**Work to complete:**
Copy the entries below word for word, from the line containing "Target: vertical lavender banner" through the line containing "(1006, 118)", and include nothing else.

--- Record list ---

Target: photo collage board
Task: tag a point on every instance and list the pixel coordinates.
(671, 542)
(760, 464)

---
--- Record list ---

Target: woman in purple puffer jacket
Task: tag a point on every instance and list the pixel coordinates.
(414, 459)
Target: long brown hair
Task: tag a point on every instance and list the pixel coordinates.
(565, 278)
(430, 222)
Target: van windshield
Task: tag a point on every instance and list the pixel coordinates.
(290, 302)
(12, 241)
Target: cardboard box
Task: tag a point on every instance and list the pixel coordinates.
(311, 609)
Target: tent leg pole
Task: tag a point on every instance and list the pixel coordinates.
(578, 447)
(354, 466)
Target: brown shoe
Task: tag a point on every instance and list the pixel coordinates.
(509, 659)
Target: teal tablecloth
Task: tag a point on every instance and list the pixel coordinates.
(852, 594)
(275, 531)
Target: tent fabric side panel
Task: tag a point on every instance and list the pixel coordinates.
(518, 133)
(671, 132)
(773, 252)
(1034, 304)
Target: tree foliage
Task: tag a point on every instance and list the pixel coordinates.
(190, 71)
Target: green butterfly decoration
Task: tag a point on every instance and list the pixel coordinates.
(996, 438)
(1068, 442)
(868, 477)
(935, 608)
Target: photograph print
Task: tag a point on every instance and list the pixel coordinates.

---
--- Record list ---

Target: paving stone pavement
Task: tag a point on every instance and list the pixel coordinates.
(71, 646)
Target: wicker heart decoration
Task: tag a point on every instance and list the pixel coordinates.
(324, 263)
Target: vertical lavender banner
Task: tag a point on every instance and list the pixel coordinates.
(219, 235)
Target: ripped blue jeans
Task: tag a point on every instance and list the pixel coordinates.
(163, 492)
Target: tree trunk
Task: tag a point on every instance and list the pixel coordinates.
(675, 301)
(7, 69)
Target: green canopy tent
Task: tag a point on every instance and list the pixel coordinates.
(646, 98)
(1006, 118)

---

**Task result:**
Target: vertical lavender banner
Task: tag a point on every instance and list the pixel coordinates.
(219, 235)
Target: ripped blue jeans
Task: tag a point on every instance and list the pixel coordinates.
(163, 492)
Target: tree trunk
Task: tag a point on every instance and list the pixel coordinates.
(675, 301)
(7, 69)
Target: green canopy tent
Task: tag a point on every instance and list the pixel coordinates.
(646, 98)
(1006, 118)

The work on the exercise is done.